__Data provided__:
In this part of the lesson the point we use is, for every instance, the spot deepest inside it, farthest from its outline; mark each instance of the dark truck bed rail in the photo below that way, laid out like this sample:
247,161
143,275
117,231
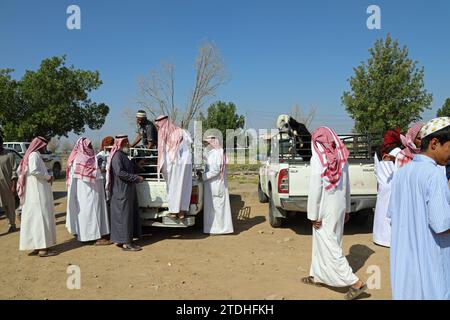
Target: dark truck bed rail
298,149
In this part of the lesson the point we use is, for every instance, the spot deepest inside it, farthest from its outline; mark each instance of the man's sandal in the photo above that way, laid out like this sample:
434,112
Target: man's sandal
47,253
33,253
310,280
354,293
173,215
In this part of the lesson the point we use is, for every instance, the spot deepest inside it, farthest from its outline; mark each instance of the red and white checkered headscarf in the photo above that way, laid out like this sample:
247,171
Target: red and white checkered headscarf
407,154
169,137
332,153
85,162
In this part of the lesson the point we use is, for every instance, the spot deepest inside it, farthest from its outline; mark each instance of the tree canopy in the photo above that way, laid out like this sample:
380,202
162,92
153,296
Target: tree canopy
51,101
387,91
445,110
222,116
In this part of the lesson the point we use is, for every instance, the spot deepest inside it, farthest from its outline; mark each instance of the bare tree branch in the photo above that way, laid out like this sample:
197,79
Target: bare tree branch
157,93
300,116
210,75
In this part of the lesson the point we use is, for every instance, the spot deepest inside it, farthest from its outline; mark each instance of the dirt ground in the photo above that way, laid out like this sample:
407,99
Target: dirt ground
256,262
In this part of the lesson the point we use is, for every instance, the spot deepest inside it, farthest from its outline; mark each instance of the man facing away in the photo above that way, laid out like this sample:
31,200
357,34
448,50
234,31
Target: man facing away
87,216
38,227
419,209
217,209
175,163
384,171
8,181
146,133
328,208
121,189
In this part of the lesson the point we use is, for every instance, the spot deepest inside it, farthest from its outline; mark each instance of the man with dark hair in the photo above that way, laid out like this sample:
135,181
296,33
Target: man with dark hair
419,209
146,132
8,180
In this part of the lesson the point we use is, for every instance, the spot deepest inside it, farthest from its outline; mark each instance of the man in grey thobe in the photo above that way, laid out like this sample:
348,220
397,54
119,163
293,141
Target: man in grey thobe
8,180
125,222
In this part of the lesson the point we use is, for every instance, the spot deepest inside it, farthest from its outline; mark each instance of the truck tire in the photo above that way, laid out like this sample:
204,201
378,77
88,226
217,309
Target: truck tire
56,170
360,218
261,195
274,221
---
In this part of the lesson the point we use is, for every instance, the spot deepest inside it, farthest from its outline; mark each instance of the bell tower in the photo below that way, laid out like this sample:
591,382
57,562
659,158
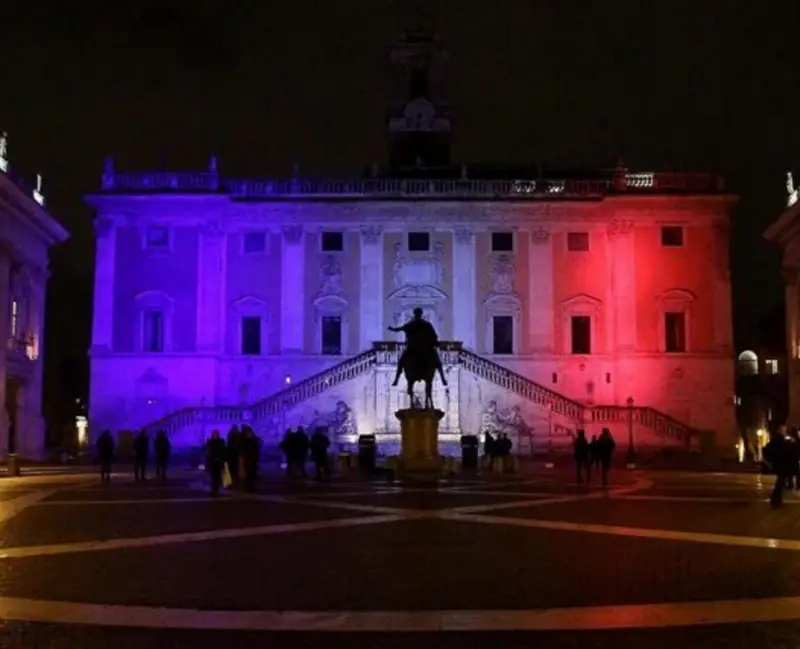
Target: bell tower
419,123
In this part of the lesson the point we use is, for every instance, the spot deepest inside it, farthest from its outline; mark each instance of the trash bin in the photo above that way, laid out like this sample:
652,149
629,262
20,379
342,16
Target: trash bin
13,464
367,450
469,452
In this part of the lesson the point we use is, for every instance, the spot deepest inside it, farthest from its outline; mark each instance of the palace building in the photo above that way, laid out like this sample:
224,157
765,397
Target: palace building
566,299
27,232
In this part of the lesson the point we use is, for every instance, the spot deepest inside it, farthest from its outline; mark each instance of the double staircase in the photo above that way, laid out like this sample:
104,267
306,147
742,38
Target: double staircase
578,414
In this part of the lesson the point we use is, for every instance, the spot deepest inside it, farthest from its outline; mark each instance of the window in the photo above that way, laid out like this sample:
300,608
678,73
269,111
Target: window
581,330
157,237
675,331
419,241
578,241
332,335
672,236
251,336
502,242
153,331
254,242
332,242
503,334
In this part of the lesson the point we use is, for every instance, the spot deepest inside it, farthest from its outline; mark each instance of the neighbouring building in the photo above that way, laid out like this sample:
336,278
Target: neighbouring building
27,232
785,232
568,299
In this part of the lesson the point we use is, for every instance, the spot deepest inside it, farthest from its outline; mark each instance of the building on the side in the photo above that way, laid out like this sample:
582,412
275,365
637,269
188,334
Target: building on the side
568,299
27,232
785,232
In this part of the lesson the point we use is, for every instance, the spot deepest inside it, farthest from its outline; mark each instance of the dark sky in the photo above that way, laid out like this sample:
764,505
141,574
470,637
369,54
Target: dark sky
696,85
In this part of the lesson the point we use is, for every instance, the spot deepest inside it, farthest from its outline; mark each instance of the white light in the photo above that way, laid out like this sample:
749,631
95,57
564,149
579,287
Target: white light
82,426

__Problem to solve__:
Gather each line in the entries above that contains the string "thobe", and copy every such line in full.

__Result for this task__:
In this part of the lesson the point we use is, for every instance, the spot deepest inside it, farthest from its outline; mark each instance of the man in grey thobe in the photo above that way, laid out like this sample:
Target: man in grey thobe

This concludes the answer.